Exercise: Write out, word for word, the part of the Azovstal news report that begins with "Ukraine’s Deputy Defence" and ends after "Russia and Ukraine.".

Passage to read:
※
LONDON (Reuters) -Russia said on Monday that it had agreed to evacuate wounded Ukrainian soldiers from the bunkers below the besieged Azovstal steel works in Mariupol to a medical facility in the Russian-controlled town of Novoazovsk.
“An agreement has been reached on the removal of the wounded,” the Moscow defence ministry said in a statement.
“A humanitarian corridor has been opened through which wounded Ukrainian servicemen are being taken to a medical facility in Novoazovsk.”
Ukraine’s Deputy Defence Minister Hanna Malyar told Ukrainian television: “Any information can harm the processes that are taking place … Inasmuch as the process is under way, we can’t say what’s happening right now.”
As Russian forces pummelled Mariupol for nearly two months, some civilians and Ukrainian fighters sought refuge in the Azovstal works – a vast Soviet-era plant founded under Josef Stalin and designed with a labyrinth of bunkers and tunnels to withstand attack.
Most civilians were evacuated from the plant this month after the United Nations and the International Committee of the Red Cross brokered a deal with Russia and Ukraine.
But Ukrainian fighters remain at the plant. Videos and pictures posted online have shown some with serious injuries.
Relatives appealed on Monday to Turkish President Tayyip Erdogan in Istanbul to help extract the defenders.
Natalia Zaritskaya, wife of a member of the Ukrainian Azov Battalion, told reporters: “The ring around Azovstal has tightened. We can’t delay any further. We pin our last hope and believe that through the joint efforts of Turkey, through its President Erdogan, and China, through its President Xi Jinping, and God himself, it is possible to save Azovstal and the people who are there on the cusp of life and death.
“They are in hell. They receive new wounds every day. They are without legs or arms, exhausted, without medicines.”
On Sunday, brightly burning white munitions were seen raining down on the steel works in what a British military expert said looked like an attack with phosphorus or other incendiary weapons.
※
Provided records:
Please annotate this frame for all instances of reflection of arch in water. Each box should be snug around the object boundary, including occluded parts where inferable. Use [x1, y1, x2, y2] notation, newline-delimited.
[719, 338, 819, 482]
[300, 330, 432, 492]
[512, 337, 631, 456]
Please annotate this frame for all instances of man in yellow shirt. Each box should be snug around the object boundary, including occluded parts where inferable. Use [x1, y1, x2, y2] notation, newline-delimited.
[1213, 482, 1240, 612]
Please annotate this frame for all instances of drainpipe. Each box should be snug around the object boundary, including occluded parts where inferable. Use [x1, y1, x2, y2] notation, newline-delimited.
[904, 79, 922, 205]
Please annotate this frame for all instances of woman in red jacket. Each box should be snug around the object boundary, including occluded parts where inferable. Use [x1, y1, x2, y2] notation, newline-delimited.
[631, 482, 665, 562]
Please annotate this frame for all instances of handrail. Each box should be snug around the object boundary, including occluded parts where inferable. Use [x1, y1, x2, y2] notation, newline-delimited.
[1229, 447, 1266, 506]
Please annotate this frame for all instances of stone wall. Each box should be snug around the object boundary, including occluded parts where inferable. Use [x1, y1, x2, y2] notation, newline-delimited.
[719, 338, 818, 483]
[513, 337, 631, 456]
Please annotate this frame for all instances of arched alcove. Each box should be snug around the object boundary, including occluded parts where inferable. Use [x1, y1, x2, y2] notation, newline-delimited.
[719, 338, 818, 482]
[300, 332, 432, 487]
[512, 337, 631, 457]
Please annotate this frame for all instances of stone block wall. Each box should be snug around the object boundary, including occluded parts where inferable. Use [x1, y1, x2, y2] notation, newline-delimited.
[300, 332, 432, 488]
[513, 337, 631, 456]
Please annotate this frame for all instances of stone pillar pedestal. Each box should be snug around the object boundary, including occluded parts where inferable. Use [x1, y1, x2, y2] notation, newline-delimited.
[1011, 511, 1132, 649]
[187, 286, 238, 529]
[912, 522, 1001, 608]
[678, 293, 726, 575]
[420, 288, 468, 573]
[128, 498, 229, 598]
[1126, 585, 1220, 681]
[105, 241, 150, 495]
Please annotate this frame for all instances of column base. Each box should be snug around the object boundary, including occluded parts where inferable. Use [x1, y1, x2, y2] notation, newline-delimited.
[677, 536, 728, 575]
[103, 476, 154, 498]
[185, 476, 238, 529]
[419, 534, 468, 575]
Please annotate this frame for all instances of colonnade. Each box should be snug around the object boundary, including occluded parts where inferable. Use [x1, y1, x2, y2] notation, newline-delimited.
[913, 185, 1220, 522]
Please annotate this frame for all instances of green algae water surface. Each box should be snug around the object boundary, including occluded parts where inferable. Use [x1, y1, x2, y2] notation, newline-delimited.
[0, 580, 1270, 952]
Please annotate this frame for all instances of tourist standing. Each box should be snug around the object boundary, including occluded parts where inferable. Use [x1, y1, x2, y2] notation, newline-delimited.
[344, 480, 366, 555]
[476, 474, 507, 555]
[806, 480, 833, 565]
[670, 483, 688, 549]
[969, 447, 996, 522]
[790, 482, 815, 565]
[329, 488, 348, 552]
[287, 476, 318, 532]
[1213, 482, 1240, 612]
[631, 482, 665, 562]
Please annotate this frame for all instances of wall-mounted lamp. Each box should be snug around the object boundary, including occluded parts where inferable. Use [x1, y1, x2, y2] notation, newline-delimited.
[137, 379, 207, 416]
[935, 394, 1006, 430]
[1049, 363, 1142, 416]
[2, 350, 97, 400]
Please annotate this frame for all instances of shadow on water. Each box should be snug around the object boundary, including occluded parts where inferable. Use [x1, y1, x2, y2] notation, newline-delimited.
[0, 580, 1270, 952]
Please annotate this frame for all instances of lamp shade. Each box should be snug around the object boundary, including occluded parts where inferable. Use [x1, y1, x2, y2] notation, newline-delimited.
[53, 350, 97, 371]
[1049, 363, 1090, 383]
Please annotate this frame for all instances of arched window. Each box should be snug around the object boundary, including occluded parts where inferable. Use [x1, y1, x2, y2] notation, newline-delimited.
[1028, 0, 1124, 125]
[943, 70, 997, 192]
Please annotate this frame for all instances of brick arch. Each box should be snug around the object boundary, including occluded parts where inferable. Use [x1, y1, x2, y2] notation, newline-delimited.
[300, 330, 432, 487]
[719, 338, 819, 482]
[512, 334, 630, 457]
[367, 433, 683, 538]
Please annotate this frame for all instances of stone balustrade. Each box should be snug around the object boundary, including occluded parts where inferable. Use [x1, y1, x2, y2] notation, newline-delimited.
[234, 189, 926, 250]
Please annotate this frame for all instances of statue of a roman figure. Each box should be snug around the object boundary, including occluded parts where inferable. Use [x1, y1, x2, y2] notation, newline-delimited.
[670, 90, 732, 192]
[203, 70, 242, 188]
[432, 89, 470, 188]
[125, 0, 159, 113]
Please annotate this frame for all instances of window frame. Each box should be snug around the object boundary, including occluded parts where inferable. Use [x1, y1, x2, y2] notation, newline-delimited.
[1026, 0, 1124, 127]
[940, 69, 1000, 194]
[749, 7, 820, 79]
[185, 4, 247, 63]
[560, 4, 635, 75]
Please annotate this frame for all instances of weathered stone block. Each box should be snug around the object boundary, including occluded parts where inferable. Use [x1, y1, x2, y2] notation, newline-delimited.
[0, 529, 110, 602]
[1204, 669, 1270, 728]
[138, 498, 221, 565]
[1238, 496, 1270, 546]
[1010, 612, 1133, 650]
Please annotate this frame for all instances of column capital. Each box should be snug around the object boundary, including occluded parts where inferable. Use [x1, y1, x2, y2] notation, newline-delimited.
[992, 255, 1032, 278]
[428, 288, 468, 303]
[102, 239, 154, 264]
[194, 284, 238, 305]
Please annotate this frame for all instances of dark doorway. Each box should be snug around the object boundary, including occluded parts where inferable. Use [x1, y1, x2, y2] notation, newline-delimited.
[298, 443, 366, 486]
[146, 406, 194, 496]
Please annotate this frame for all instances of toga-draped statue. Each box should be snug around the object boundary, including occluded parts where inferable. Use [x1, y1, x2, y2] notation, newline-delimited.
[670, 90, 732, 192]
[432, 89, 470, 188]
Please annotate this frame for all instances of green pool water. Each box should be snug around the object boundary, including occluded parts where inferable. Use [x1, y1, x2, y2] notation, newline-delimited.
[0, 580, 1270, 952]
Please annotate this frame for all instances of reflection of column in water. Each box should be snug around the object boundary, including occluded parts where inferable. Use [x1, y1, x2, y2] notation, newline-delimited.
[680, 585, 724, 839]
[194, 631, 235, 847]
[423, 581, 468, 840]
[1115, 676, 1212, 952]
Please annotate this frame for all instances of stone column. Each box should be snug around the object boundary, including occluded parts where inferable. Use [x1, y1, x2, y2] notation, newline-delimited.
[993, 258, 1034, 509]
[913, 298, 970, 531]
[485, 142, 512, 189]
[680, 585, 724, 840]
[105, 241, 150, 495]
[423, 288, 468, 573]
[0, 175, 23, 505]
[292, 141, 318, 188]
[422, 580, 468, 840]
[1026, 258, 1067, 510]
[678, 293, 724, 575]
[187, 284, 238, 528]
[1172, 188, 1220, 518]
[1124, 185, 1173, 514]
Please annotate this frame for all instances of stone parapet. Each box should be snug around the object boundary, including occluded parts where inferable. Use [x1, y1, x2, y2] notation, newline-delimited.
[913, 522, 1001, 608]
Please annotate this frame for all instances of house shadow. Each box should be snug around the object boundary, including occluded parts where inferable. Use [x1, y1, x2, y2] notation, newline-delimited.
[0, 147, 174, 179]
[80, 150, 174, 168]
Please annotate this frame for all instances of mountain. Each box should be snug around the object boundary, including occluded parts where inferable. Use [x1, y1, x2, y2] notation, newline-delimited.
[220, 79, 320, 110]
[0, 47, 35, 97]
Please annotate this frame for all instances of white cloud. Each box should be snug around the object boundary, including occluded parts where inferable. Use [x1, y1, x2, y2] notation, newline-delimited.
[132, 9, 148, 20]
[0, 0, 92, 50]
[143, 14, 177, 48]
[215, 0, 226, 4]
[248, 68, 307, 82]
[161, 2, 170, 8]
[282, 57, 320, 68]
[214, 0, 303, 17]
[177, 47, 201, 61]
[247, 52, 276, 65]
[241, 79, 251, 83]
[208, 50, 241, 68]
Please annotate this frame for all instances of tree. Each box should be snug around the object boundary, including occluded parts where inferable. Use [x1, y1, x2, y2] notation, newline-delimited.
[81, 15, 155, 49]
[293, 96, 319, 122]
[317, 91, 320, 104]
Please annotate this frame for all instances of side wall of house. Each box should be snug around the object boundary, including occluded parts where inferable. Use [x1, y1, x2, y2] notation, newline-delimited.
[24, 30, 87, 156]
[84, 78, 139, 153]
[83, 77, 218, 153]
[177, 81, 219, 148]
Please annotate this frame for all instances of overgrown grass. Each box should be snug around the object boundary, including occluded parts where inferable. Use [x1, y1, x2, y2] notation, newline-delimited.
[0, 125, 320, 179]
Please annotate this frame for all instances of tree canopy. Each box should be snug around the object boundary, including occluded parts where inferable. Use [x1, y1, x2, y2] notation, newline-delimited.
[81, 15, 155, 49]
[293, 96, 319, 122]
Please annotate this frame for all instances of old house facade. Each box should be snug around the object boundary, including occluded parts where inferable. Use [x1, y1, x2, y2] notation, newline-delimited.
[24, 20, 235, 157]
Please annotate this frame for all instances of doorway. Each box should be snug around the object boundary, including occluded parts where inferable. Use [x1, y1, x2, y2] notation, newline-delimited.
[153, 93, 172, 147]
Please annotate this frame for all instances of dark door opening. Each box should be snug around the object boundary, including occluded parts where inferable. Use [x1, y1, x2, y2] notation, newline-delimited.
※
Solution:
Ukraine’s Deputy Defence Minister Hanna Malyar told Ukrainian television: “Any information can harm the processes that are taking place … Inasmuch as the process is under way, we can’t say what’s happening right now.”
As Russian forces pummelled Mariupol for nearly two months, some civilians and Ukrainian fighters sought refuge in the Azovstal works – a vast Soviet-era plant founded under Josef Stalin and designed with a labyrinth of bunkers and tunnels to withstand attack.
Most civilians were evacuated from the plant this month after the United Nations and the International Committee of the Red Cross brokered a deal with Russia and Ukraine.